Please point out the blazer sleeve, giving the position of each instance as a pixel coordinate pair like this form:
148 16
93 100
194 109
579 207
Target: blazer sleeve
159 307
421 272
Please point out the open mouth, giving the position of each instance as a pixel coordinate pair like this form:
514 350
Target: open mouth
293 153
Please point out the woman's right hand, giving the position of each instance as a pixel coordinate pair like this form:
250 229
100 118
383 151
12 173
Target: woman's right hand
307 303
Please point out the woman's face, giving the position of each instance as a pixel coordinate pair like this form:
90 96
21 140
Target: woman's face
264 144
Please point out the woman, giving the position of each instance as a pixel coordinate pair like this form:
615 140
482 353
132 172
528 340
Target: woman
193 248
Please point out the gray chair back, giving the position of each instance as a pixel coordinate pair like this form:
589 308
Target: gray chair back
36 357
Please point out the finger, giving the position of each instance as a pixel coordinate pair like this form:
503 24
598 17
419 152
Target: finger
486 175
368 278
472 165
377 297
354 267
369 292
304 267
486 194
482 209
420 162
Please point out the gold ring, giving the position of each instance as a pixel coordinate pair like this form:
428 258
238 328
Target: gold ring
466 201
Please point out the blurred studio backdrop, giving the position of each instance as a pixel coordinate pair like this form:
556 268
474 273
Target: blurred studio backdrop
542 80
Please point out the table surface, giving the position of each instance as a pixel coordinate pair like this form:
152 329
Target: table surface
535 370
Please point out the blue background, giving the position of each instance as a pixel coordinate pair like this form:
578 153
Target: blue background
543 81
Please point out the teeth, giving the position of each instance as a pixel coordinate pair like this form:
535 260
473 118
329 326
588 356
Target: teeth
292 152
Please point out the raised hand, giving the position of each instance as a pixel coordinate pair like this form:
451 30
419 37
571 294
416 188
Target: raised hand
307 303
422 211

■ Task prompt
The entries above must be written out again exactly as they are.

■ Completed exercise
Please point out the blazer sleeve, giving the position of each instance as a pixel coordinate pair like this form:
148 16
93 100
194 109
579 207
Target: blazer sleeve
159 307
421 272
Please point out the open mouth, giving the position of each instance as a pixel coordinate pair like this form:
514 350
Target: open mouth
293 153
Please point out the woman's right hand, giving the position of each instance as a pixel coordinate pair like this form:
250 229
100 118
383 151
12 173
Target: woman's right hand
307 303
Please point out the woman's face, giving the position of each instance as a pixel coordinate pair like this form:
90 96
21 140
Target: woman's face
264 144
Please point out the woman, giving the position of each instance as a pixel coordinate pair like this form:
615 140
482 353
132 172
528 340
Target: woman
193 248
Please point out the gray chair back, giving the position of each instance as a pixel coordinate pair like this form:
589 308
Target: gray chair back
36 357
Please point out the finger, giving the position of each instance as a pixel coordinate pair like this form:
503 24
598 17
419 152
Target: finger
486 175
368 278
472 165
377 297
354 267
369 292
304 267
486 194
482 209
420 162
Please point out the gold ring, giving the position of each instance as a pixel coordinate pair like this form:
428 258
238 328
Target: gold ring
466 201
Please point out the blurred studio backdrop, giving the position of each instance as a pixel coordinate pair like this form:
556 268
474 273
Target: blurred studio backdrop
542 80
Please point out the table surface, giving the position of each instance as a pixel coordinate pair like this form:
152 329
Target: table surface
535 370
Please point out the blue background, giving the position of each instance as a pixel coordinate pair like this form:
578 153
Target: blue background
543 81
Please point out the teeth, giving the position of each instance as a pixel coordinate pair like this form:
535 260
473 118
329 326
588 356
Target: teeth
292 152
Please point out the raised hand, giving the position of each instance as a pixel coordinate pair like this form:
451 30
419 37
571 294
416 188
Target: raised hand
307 303
422 211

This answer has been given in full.